### Задание A
Перечислите по исходному тексту все, что художник видит вокруг из-за своего меланхолического взгляда.
### Задание B
Перескажите исходный текст в двух предложениях.

### Исходный текст
══════════════════════════════

Но так как два пространства отличаются по размеру, то и занавесы тоже различны. В галерее он более камерный, так как это первый акт. Он вводит в очень конкретный и точечный контекст, а в особняке всё принимает огромные масштабы, как и сам занавес. Разворачивается горизонт смыслов. От каких-то частных, конкретных отпечатков моей собственной судьбы к общим универсальным идеям.

Фрагмент экспозиции «Превращение как форма сопротивления». Предоставлено галереей Anna Nova 

Об особняке 

Экспозиция в особняке Лопухиных-Нарышкина выстроена по принципу сайт-специфик, то есть конкретно под это место. Мне было необходимо войти с ним в диалог. Когда я попадаю даже в такие живописно руинированные пространства, я всегда помню, что это всё-таки бывший особняк или дворец, которым владели очень богатые и влиятельные люди.

Мне всегда было интересно, когда я соприкасался со следами такого блистательного прошлого, что мы помним имена их владельцев, но не помним имён слуг, которые в своё время, когда особняк был действующим, служили там: мыли пол, натирали перила, поддерживали его роскошное состояние. То есть меня интересует изнанка. Восхищаясь руиной, я опосредованно восхищаюсь дворцом и, скорее, хочу актуализировать ту линию его истории, которая имеет право на существование, но была забыта, вытеснена в тень. 

Можно сказать, что область моего художественного интереса – это как раз то, что в тени. Это общая история угнетённых. Именно эти люди физически воспроизводят практически всю материальность, которой мы впоследствии восхищаемся и преобразуем в пространство культурного досуга.

Фрагмент экспозиции «Превращение как форма сопротивления». Предоставлено галереей Anna Nova

О графике (с греческого «графо» – писать, записывать)

На выставке очень много графики, кто-то называет это живописью – когда я беру тряпку и мажу по ней кистью. Важно понимать, что моя графика рождалась как своего рода письмо. Есть люди, которые в определённом состоянии начинают писать стихи или записывать какие-то тексты, иногда публиковать их в Фейсбуке. У меня же была жидкая гуашь, похожая на тушь. Сначала я просто наносил какие-то пятна. Это было своего рода проявление психосоматики. 

Я видел вокруг то, что я вижу обычно. У меня такой меланхолический взгляд, поэтому я вижу руинированные пространства, побитые водосточные трубы, время от времени встречаю мёртвых птичек на асфальте или зверюшек. И всё это у меня переплетается с изнанкой. Недавно пересматривал «Матрицу»: там Нео видит цифры, а я вижу за дворцами не цифры, а вот это всё, о чем я говорил выше. Особенно живя в Москве. Здесь это находится на поверхности, когда за блестящей дорогой обложкой и фасадом скрывается непривлекательная изнанка. Всё это постепенно стало через руку выходить. Я до этого много перерисовывал со старых фотографий, копировал с помощью кальки старые чужие письма. И вот для меня переписывание этого почерка, чужого, оно трансформировалось в это рисование. То есть те люди, которых я перерисовывал, стали в каких-то других видах появляться, и постепенно из них складывались новые истории.

Хаим Сокол

О текущем состоянии 

Я проектом очень доволен. Надо понимать, что есть процесс создания каждой отдельной работы, а есть деятельность по соединению этого всего вместе. То, что соединилось на выставке в Санкт-Петербурге, созданные специально для выставки новые работы и ранние работы – это какое-то новое отдельное высказывание. Это была работа, которая оказалась удовольствием. В общем, мне кажется, всё сложилось.

Я не могу сказать, что я излечился от каких-то своих демонов и чувствую себя лучше, но это скачкообразно. Сейчас я на подъёме, потому что мне кажется, что всё как-то сложилось, и без ложной скромности – сложилось хорошо. А, возможно, завтра ко мне опять вернутся мои страхи, паранойя, тревога, и, наверное, опять появятся какие-то розовые тумбочки или птицы-люди. 

 

Выставка «Превращение как форма сопротивления» продлится в галерее современного искусства Anna Nova до 13 декабря.

══════════════════════════════

### Исходные данные
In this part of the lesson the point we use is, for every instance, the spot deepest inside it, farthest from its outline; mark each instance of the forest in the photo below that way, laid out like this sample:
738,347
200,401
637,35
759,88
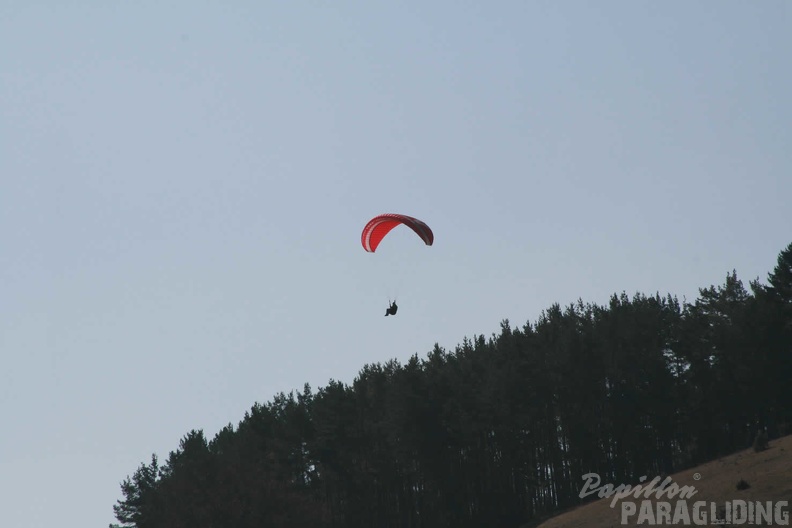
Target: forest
499,431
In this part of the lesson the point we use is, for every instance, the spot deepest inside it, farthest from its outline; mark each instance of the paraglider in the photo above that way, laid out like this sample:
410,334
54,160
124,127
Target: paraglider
379,226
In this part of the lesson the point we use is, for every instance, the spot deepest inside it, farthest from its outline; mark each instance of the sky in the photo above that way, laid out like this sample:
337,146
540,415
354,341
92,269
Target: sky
183,186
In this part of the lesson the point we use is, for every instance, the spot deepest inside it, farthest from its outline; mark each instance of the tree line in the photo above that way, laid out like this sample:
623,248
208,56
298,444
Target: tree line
499,431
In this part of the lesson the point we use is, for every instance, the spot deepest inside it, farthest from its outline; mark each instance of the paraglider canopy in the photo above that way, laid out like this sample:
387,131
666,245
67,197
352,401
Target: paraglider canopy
381,225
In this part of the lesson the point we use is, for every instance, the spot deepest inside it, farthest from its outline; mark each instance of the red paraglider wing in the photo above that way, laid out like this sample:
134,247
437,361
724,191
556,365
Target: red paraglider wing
379,226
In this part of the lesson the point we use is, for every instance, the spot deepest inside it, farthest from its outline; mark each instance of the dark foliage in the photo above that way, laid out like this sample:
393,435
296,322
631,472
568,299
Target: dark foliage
499,431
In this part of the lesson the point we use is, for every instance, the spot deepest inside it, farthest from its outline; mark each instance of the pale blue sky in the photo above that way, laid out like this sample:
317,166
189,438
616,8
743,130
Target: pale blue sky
183,186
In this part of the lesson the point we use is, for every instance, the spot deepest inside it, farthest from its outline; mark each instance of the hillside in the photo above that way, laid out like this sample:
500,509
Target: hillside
769,474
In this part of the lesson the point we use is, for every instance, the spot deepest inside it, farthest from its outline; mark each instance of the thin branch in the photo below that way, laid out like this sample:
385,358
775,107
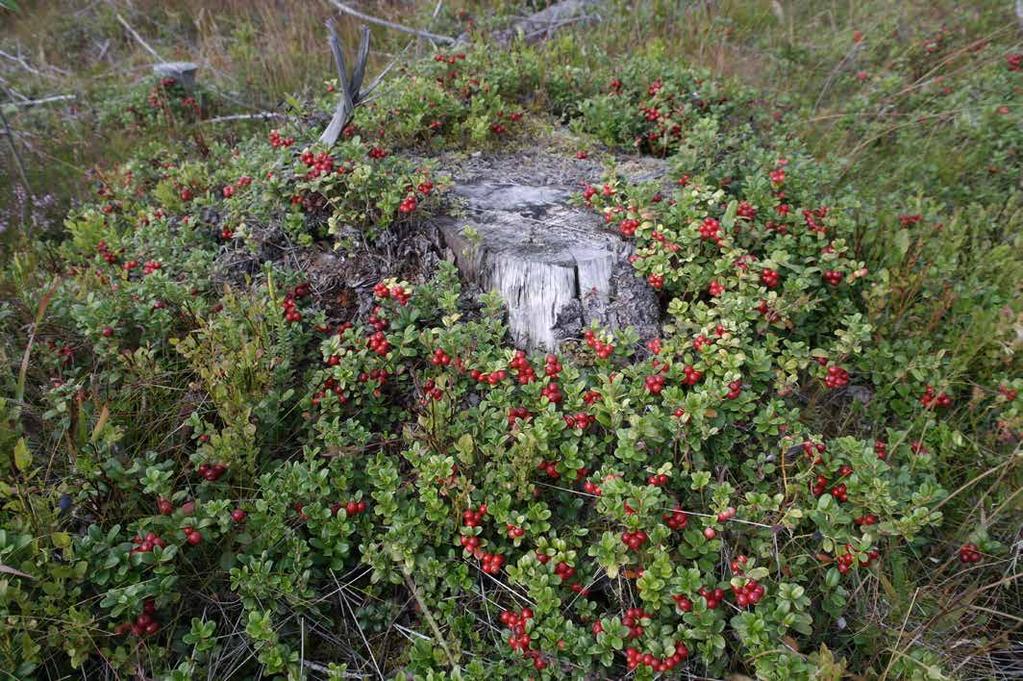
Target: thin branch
359,72
44,100
138,38
15,152
346,100
262,116
447,40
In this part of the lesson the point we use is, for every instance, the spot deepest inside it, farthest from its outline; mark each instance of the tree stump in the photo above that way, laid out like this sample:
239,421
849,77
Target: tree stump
558,267
182,72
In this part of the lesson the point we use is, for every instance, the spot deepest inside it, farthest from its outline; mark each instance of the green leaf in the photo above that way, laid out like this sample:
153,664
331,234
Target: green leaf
23,457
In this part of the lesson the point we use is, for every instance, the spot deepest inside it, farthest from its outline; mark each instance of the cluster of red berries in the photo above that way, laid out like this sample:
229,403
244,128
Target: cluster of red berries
580,420
634,540
379,344
655,383
813,451
147,543
408,205
212,471
318,164
682,602
564,571
380,375
833,277
691,375
351,507
192,536
969,553
712,597
603,350
292,313
520,640
491,563
397,291
431,390
144,625
514,531
329,384
633,620
634,659
628,227
836,377
549,467
676,518
551,366
279,142
931,400
516,413
865,519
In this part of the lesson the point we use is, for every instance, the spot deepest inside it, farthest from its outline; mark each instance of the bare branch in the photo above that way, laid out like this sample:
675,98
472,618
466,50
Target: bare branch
360,65
447,40
138,38
44,100
346,100
262,116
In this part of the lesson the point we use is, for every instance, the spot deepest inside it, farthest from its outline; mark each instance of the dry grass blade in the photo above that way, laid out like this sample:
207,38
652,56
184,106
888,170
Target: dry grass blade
447,40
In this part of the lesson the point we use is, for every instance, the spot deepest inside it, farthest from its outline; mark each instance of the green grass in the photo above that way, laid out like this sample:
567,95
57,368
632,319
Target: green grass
901,108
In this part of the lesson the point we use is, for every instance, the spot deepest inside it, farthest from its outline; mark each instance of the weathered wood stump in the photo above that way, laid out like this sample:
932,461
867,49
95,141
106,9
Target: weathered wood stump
182,72
557,267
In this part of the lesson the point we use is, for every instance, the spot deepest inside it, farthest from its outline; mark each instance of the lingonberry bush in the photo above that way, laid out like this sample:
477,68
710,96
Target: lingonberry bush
221,469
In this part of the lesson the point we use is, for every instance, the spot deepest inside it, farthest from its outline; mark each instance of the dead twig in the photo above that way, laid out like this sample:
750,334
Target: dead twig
44,100
447,40
138,38
262,116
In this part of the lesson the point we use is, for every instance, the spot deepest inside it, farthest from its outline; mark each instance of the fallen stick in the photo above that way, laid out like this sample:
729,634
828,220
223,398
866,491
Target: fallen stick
262,116
43,100
341,6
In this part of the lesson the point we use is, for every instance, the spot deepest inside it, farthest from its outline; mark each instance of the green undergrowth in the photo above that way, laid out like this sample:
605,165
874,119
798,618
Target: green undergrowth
217,465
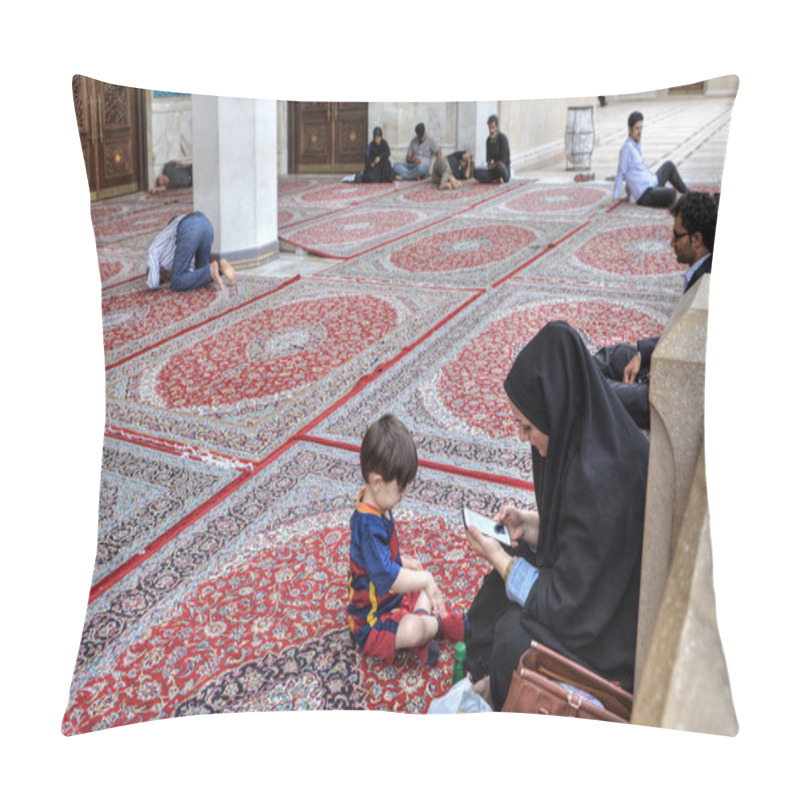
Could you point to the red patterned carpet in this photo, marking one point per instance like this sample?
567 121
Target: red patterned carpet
233 420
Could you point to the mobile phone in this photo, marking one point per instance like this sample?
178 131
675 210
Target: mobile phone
487 526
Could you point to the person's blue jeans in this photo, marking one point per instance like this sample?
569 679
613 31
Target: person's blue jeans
498 172
193 240
410 172
663 196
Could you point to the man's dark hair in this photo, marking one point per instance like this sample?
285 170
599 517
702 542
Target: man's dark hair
388 449
698 212
635 116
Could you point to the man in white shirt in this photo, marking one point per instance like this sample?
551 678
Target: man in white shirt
421 152
646 188
183 248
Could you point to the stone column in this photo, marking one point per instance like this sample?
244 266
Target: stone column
235 175
472 128
681 678
684 683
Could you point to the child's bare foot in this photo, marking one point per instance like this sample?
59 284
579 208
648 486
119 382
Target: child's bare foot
228 271
215 276
484 689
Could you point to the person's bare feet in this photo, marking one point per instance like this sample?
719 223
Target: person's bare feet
228 271
215 276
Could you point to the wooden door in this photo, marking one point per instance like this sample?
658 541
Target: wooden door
108 118
328 137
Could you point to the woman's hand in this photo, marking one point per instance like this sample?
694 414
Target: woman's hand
436 596
486 547
521 525
489 549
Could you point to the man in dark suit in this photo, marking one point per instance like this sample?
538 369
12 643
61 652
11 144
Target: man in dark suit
626 366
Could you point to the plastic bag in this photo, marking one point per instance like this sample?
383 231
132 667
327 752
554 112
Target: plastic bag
459 700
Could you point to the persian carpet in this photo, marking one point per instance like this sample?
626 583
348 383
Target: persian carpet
137 214
301 199
464 251
471 195
449 390
615 250
135 317
123 261
244 382
245 609
353 231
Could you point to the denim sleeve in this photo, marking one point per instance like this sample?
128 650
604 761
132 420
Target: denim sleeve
520 581
622 168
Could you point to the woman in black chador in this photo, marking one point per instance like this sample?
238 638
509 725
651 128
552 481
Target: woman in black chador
377 166
572 580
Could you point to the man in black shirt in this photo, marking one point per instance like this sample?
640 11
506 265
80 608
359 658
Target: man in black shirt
498 156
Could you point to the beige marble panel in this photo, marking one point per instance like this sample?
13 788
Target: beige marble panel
685 683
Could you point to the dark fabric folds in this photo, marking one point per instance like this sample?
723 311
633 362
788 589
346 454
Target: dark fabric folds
590 493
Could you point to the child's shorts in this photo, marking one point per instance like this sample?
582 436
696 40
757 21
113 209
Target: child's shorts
380 642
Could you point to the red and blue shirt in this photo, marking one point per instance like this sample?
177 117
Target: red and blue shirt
374 566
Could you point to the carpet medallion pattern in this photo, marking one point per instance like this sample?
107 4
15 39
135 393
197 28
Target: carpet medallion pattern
354 231
458 252
135 317
615 251
241 384
450 389
577 201
245 610
143 493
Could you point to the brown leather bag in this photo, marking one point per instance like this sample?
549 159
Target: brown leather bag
535 689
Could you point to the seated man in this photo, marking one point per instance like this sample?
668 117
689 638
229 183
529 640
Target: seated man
421 151
498 156
174 175
449 171
647 189
627 366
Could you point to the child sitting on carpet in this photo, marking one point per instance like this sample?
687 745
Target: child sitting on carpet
393 603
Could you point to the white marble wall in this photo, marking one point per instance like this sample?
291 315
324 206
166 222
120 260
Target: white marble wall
235 182
170 132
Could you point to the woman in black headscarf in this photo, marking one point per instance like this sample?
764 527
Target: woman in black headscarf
571 581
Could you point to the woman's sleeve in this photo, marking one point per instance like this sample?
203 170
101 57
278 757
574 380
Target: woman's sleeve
520 581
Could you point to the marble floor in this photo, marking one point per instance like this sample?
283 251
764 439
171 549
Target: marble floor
690 130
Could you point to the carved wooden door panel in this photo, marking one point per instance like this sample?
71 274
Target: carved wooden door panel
108 123
328 137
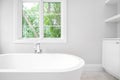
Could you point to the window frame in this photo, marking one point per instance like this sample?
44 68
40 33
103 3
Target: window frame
17 23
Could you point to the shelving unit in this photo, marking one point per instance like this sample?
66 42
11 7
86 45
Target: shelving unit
115 18
111 2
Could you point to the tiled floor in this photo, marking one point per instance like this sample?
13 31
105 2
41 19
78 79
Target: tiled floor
96 76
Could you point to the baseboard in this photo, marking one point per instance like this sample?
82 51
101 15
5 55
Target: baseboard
93 67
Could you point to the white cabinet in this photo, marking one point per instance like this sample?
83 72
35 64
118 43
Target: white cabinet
111 56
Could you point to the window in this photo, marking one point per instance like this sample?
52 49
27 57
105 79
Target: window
39 21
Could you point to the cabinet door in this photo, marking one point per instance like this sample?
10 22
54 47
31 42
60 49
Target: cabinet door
111 56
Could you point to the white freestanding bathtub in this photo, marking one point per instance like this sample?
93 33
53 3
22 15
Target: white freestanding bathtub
45 66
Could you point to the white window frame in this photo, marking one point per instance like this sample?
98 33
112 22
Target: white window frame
17 23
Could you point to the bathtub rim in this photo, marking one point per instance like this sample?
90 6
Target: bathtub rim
37 70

══════════════════════════════

### Решение A
Руинированные пространства, побитые водосточные трубы, мертвые птички на асфальте, зверюшки.

### Решение B
Экспозиция в особняке Лопухиных-Нарышкина выстроена под это место, и художника в ней интересует забытая изнанка истории: слуги, которые поддерживали роскошь особняка. Графика художника родилась как своего рода письмо из меланхолического взгляда и перерисовывания старых фотографий и чужих писем, а проектом он доволен, хотя его состояние меняется скачкообразно.